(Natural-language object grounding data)
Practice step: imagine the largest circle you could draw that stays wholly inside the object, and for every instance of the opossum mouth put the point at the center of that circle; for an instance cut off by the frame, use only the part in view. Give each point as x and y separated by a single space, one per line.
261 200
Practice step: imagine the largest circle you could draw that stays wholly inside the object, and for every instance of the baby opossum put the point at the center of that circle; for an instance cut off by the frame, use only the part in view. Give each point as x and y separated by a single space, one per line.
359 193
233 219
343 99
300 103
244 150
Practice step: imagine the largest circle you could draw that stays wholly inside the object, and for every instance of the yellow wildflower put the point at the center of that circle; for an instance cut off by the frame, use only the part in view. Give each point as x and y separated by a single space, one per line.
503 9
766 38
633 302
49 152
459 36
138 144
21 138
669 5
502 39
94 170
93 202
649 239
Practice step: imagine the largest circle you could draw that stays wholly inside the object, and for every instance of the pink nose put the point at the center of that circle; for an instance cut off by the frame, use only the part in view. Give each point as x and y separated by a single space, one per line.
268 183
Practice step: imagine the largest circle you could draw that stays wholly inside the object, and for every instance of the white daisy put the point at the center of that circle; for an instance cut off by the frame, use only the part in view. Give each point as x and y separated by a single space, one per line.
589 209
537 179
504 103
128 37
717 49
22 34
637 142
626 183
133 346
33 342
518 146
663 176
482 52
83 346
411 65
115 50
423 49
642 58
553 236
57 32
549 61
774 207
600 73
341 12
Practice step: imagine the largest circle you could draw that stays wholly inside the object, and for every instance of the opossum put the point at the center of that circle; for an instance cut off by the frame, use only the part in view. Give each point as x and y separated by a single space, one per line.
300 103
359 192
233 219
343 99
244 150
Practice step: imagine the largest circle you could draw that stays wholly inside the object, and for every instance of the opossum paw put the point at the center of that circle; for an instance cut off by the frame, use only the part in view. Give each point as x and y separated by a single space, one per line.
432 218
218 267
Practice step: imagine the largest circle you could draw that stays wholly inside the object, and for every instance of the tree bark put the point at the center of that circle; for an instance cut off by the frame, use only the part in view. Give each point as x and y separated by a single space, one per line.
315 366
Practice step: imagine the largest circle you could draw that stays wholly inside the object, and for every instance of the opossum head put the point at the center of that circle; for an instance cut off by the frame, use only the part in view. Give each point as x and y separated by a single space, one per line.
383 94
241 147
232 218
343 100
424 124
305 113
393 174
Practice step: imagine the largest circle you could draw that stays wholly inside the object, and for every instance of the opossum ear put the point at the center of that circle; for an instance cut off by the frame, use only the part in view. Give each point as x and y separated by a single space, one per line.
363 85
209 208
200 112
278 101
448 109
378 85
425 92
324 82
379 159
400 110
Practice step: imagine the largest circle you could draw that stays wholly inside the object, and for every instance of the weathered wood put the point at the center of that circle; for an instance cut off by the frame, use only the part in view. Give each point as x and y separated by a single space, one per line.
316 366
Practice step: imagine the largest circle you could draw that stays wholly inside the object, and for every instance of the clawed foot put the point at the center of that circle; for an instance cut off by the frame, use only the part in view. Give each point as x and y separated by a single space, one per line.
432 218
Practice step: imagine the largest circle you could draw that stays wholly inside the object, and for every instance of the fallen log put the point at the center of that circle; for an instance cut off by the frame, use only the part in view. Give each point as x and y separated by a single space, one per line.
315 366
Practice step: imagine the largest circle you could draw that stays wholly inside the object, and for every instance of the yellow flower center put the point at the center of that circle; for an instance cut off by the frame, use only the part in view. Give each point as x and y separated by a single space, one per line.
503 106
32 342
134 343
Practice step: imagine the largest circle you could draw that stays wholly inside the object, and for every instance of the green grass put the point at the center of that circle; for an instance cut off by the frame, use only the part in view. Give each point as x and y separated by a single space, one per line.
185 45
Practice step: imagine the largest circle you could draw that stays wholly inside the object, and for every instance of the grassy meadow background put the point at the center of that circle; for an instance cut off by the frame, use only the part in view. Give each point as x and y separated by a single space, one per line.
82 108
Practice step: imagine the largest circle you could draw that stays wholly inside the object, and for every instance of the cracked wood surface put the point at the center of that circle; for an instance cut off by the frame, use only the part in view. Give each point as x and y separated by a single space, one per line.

## YOUR GOAL
Could you copy every record above exactly as written?

## YOUR SOLUTION
Practice step: imagine the largest circle you could draw that stays wholly inside the object, and for every instance of the opossum mouth put the point at the center of that circle; for an instance cut off by the frame, use only the part in view. Give each point as x and y separated by a single space, one per line.
261 200
Practice step: imagine the largest circle you could draw that stays wholly inside the object, and for every instance of the baby opossum put the point at the center of that circle; for an instance cut off by the frame, use only the part in view. Give each point as x and y separated by a single space, one per line.
359 193
233 219
343 99
300 103
244 150
Practice step: imagine the largest circle you could draw that stays wholly inside the object, and for every instance of the yellow wildflower put the point at the center of that circle; for an instance cut off by the frame, use only the part in view. Give each point as x and y separated by a single space, one per line.
503 9
766 38
633 302
49 152
459 36
138 144
21 138
669 5
502 39
94 170
93 202
649 239
Practice step: imagine the largest circle you could draw that stays wholly inside the object, and for every instance of the pink nose put the point at the center of that circle; for an instance cut off by the frame, use only the part in view. Give each point as x and y separated by a single space, one per line.
268 183
Practice step: imagine the largest circle you could draw that stays wholly inside the object, and for every instance of the white daisy put the point at the center of that circle; for an instance cut off by the frame, use only the part in view. Give each point as x and y separated by a single space, one per line.
589 209
537 179
504 103
128 37
717 49
22 34
637 142
626 183
133 346
33 342
518 146
663 176
482 52
83 346
411 65
115 50
423 49
642 58
553 236
57 32
549 61
774 207
600 73
341 12
Practice step: imagine the largest circle you could draw that stays wholly inside the object, and for every instance of the opossum put the point at the center of that circle; for an instance cut off by the frame, use only the part in view. Give each point as x and y separated by a single space, one per line.
300 103
359 192
233 219
343 99
244 150
Practice step: imagine the largest circle you could draw that stays wholly inside the object, and for every instance of the opossum paw put the point at the center of that circle; for an instance cut off by the frame, use only the part in view. Give each point as x and y separated by a single space, one per line.
432 218
218 267
Practice step: imagine the largest circle you could draw that stays wholly inside the object, and for every instance of the tree bark put the point at the center of that circle; for an instance cut off by the frame, use only the part in view. Give each point as x and y separated by a single space, one per line.
315 366
Practice step: imagine the largest circle you could draw that stays wholly inside the object, and for every instance of the opossum head put the point at the center of that circle; for an instance cut off by the frame, use only the part in view. Give each point as x and y separated by a single space, one per line.
383 94
241 147
232 218
343 100
424 124
305 113
393 174
Practice step: imagine the largest circle you could draw that stays wholly inside the object, and for every instance of the opossum ear put the point at the center of that circle; for an instance cut off by the frame, use only the part in view. Give each point as x and y separated by a single space, one per line.
363 85
209 208
200 112
278 101
448 109
378 85
425 92
324 82
379 159
400 110
Practice step: imagine the largest circle you could draw that stays wholly inside the object, and for every instance of the weathered wood put the point at the center of that circle; for an instance cut off by the frame, use only the part in view. Give each point as x and y separated by a single space, one per line.
316 366
Practice step: imagine the largest circle you could draw that stays wholly inside the object, and for every instance of the clawed foot put the point at the center of that circle; for an instance cut off by the frame, use only the part in view. Give each point as x and y separated by a single space, one per line.
432 218
Practice step: imagine the largest circle you could draw that stays wholly inside the object, and for every instance of the fallen log put the point at the center of that circle; for an instance cut off by the frame, use only the part in view. Give each point as x and y separated by a single space, one per line.
315 366
Practice step: imagine the largest circle you could draw that stays wholly inside the object, and for every instance of the yellow flower center put the point at the center of that circle; for an instance cut off by the frame, use only the part in view. Give each point as x and y separated by a single space, one per line.
503 106
32 342
134 343
Practice step: imagine the largest circle you could draw that stays wholly inside the object, and for every instance of the green grass put the point at the center of that circle; for an instance cut off by the frame, use only the part in view. Give each point as x and y separated by a single space, one per line.
185 45
Practice step: imagine the largest circle you could draw that stays wholly inside the object, and for every instance of the grassy meadow background put the point at the center of that circle; for an instance cut off by the frame, use only the part in view. Give each point as x and y separated by a single space, one per line.
82 108
Practice step: imagine the largest circle you could draw that stays wholly inside the object, and for every instance of the cracked wood surface put the point at the center of that circle; for an instance cut off by the frame, use only the part in view. Give each point as x and y separated by a single space, one per line.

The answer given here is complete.